## DATASET ENTRIES
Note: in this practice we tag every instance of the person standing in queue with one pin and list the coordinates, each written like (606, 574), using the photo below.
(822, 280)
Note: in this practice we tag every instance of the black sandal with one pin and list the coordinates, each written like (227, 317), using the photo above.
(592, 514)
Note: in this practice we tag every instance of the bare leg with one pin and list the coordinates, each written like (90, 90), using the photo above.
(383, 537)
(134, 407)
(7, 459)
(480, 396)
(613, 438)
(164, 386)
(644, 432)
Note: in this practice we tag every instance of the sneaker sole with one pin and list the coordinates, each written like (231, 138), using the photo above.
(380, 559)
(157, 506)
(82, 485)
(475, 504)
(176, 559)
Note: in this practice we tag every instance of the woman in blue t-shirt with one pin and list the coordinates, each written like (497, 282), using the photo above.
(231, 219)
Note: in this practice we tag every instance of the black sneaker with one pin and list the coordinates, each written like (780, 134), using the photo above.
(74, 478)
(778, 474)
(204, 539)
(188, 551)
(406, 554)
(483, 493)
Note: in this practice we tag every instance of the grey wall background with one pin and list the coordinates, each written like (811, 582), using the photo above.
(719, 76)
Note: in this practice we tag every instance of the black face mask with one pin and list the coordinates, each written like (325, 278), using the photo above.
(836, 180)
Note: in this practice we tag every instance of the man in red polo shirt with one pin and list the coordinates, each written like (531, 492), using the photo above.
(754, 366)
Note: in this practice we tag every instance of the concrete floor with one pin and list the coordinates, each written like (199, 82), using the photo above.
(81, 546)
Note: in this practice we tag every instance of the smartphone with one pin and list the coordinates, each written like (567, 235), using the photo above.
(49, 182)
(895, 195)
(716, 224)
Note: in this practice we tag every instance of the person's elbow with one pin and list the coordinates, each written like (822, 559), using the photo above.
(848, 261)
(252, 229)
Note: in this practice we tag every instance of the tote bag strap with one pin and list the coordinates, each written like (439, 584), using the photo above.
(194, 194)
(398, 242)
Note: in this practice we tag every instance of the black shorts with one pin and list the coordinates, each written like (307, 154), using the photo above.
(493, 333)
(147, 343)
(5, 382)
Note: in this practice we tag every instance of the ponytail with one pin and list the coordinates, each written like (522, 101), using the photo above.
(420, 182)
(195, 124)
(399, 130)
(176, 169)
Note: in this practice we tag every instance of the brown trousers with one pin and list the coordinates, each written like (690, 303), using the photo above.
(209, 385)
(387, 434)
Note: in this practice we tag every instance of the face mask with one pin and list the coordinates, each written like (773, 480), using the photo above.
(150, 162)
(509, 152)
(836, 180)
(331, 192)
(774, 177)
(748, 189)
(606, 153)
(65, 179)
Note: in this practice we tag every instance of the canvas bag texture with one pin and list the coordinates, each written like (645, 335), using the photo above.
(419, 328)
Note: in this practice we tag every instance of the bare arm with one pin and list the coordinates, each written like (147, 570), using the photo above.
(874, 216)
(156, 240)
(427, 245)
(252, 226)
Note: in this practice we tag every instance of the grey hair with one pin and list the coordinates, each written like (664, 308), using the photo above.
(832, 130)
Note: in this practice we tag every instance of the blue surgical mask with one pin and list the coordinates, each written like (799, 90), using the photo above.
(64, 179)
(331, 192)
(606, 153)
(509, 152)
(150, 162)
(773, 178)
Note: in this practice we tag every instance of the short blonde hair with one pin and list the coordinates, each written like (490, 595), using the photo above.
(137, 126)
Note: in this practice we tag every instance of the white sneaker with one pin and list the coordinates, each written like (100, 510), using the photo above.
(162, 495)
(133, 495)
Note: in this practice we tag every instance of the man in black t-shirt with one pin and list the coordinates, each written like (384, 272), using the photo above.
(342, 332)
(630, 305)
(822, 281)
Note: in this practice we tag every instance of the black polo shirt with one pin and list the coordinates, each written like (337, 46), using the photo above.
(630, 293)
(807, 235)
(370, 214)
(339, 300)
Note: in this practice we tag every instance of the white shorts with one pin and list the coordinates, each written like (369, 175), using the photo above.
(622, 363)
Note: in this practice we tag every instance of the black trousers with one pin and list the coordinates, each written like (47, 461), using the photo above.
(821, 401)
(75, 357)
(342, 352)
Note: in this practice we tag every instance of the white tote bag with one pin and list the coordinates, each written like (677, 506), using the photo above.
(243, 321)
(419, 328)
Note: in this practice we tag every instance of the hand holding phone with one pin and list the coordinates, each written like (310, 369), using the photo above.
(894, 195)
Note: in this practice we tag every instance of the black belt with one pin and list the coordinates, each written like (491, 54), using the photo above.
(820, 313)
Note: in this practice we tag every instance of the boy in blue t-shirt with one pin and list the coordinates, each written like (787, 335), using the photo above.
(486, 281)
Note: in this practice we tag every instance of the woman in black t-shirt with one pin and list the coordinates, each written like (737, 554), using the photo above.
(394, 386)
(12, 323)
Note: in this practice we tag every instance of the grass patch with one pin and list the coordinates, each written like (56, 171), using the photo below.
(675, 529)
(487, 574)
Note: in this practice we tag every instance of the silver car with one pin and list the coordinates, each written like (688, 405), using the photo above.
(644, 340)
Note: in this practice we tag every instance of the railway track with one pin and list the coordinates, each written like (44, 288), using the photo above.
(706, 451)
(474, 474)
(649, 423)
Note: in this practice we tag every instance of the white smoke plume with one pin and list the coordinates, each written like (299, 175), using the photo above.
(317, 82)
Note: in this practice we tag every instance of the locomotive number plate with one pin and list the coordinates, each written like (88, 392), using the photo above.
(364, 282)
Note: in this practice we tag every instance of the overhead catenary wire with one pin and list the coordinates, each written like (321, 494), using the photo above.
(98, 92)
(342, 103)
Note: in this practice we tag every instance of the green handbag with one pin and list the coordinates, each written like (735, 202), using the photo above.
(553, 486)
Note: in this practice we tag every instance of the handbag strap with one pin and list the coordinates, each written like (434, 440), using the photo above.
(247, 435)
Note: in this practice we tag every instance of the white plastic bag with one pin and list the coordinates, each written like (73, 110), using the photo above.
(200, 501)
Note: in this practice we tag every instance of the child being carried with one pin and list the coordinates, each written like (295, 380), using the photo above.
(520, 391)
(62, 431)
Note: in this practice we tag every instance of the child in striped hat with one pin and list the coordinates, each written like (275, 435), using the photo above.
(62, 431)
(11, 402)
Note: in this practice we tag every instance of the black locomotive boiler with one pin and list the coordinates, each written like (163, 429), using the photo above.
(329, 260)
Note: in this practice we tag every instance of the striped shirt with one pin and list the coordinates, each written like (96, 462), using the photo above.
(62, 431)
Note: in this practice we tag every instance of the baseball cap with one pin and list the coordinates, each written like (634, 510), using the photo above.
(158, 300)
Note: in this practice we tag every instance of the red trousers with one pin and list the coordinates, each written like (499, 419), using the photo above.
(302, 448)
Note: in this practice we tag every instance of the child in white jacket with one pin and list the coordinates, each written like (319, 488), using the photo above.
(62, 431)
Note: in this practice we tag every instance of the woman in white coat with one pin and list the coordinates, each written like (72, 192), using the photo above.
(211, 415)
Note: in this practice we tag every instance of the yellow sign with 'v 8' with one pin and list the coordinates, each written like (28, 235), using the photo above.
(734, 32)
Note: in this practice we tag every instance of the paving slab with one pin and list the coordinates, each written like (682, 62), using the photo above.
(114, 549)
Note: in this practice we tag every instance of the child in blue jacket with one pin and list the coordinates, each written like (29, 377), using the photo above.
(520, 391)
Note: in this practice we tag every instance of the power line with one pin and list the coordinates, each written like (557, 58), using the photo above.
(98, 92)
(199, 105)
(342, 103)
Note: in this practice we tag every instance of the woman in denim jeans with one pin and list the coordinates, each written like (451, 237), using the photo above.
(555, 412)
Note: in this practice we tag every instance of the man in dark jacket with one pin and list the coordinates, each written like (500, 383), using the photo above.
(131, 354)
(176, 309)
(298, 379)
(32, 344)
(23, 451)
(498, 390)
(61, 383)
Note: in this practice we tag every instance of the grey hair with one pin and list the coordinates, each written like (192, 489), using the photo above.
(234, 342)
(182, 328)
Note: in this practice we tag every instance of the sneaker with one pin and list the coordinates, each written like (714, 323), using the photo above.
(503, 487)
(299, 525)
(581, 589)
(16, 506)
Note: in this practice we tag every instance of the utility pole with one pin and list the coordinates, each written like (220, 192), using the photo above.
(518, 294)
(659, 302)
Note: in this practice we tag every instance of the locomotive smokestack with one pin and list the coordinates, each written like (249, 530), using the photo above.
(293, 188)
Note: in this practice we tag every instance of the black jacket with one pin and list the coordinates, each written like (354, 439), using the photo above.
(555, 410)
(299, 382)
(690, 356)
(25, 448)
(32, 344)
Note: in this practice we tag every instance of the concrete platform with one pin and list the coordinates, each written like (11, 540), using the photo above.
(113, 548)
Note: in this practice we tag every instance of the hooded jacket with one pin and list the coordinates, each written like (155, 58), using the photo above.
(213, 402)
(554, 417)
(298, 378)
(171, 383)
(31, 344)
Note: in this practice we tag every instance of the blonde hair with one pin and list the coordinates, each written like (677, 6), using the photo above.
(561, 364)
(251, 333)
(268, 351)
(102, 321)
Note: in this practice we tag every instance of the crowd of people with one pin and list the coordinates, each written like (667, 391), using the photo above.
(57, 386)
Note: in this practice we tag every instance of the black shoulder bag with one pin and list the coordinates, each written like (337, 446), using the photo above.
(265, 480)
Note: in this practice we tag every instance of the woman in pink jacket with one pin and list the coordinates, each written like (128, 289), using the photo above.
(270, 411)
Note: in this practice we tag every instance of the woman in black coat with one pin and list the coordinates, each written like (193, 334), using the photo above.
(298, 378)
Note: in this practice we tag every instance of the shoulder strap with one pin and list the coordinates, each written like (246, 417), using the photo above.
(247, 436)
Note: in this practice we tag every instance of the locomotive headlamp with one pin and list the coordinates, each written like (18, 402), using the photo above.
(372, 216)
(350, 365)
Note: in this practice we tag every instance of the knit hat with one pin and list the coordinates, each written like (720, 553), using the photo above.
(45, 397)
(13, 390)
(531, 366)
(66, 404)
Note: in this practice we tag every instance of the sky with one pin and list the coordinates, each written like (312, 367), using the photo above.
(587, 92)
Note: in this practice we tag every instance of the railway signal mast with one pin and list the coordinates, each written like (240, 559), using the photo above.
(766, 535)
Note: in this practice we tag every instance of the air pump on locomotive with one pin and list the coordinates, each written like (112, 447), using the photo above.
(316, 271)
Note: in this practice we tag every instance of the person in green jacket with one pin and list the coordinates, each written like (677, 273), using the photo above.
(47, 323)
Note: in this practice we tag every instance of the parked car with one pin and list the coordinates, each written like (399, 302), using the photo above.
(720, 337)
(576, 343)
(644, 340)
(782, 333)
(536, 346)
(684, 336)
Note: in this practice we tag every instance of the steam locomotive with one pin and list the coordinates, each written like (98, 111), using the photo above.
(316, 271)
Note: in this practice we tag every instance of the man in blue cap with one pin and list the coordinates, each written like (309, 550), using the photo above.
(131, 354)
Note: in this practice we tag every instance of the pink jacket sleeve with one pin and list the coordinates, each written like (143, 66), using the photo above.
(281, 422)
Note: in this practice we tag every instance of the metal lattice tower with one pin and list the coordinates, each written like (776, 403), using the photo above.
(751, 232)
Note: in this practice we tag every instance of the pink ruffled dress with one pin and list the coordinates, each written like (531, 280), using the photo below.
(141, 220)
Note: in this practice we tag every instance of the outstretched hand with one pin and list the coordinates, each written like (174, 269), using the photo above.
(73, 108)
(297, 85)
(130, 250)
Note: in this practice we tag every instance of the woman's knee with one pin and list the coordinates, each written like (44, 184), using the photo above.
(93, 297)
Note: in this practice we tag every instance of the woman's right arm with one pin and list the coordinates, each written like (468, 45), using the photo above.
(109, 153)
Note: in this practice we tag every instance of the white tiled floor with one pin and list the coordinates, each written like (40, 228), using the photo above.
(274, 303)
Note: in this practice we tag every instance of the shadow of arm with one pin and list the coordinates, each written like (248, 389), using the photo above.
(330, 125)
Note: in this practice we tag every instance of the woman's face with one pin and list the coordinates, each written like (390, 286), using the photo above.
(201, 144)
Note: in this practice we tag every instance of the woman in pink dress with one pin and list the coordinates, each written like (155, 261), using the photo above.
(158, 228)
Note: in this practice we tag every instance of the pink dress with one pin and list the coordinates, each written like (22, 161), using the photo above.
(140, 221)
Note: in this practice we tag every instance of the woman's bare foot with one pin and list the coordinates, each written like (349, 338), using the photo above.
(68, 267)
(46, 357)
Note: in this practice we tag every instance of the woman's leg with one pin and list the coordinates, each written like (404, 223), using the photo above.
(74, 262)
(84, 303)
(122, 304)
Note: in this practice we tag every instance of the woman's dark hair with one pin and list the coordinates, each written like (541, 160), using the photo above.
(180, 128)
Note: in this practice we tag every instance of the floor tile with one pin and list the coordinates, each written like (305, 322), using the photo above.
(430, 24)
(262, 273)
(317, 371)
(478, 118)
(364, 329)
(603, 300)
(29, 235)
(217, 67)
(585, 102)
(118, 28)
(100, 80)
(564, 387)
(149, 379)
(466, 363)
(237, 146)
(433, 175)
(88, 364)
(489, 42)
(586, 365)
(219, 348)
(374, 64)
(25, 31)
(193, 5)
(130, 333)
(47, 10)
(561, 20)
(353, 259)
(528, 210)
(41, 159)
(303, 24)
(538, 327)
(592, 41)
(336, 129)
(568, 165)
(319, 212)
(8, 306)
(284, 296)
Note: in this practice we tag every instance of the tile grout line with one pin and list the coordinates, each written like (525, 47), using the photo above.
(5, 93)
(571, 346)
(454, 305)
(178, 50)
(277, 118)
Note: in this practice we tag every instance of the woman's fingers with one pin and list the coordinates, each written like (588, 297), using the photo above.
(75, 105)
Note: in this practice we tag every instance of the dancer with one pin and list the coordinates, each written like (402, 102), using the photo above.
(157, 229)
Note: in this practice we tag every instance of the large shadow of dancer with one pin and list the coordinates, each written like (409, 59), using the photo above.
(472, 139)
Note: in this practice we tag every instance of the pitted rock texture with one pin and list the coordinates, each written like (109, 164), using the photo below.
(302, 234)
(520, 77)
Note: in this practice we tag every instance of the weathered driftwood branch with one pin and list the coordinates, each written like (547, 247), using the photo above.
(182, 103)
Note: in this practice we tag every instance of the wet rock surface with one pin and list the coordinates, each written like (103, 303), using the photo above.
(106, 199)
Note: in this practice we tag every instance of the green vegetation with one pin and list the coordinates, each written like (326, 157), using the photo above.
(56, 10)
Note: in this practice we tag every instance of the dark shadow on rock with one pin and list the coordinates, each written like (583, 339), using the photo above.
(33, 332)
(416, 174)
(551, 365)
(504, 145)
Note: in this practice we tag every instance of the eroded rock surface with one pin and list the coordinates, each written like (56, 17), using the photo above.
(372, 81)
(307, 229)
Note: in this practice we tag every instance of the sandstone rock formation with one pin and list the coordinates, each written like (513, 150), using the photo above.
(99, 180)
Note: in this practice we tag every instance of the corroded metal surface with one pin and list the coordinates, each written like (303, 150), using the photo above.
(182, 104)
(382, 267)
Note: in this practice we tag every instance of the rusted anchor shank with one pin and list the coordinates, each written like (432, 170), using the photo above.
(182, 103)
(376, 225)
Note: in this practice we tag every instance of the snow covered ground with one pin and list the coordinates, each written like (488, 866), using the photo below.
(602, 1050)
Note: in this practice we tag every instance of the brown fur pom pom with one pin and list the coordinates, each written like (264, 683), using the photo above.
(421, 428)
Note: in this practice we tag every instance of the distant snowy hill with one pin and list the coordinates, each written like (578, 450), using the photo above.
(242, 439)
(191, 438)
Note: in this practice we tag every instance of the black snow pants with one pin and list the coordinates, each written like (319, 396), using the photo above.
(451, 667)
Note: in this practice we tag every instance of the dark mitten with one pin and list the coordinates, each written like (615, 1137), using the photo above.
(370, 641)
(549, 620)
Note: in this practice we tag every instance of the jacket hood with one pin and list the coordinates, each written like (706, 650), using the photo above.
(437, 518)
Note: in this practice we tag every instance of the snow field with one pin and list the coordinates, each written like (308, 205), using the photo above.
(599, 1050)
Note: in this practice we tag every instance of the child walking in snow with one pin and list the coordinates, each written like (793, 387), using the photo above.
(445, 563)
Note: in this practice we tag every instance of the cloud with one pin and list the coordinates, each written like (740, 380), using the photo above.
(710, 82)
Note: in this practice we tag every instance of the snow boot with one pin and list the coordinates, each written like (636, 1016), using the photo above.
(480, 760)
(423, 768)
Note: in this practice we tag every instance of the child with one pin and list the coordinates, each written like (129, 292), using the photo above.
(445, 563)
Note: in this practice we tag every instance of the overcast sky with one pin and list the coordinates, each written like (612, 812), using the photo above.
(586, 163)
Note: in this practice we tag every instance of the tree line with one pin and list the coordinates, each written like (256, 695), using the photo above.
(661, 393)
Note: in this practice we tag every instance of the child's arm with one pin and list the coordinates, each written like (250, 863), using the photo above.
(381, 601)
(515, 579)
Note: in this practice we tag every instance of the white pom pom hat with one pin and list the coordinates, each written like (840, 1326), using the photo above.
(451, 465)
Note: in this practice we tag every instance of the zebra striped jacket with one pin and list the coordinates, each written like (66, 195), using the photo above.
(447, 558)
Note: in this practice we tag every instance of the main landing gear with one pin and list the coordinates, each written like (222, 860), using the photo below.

## TASK OBJECTIVE
Repeat exactly, and only, the lines from the one containing "292), using the photo above." through the end of the material.

## ANSWER BELOW
Note: in this practice we tag every instance of the child with one pin and list the coordinates, each written like (129, 292), using the photo above.
(445, 563)
Note: in this practice we tag every instance of the overcast sky with one pin and list the coordinates, each written like (612, 812), using the photo above.
(586, 163)
Note: in this practice we tag every instance of the tree line with one pin and list the coordinates, each written like (256, 695), using the photo above.
(661, 393)
Note: in this practice we tag every instance of the child's arm with one pin and list the coordinates, each written like (250, 863), using the photo above.
(381, 601)
(515, 579)
Note: in this practice we tag every instance of the white pom pom hat with one pin and list the coordinates, each written like (840, 1326), using the photo above.
(451, 465)
Note: in this practice we tag every instance of the zebra striped jacket with one pin and list the coordinates, each written like (66, 195), using the photo above.
(447, 558)
Note: in this practice we tag every instance of the main landing gear with one pin and list the coordinates, each written like (222, 860), using the photo below.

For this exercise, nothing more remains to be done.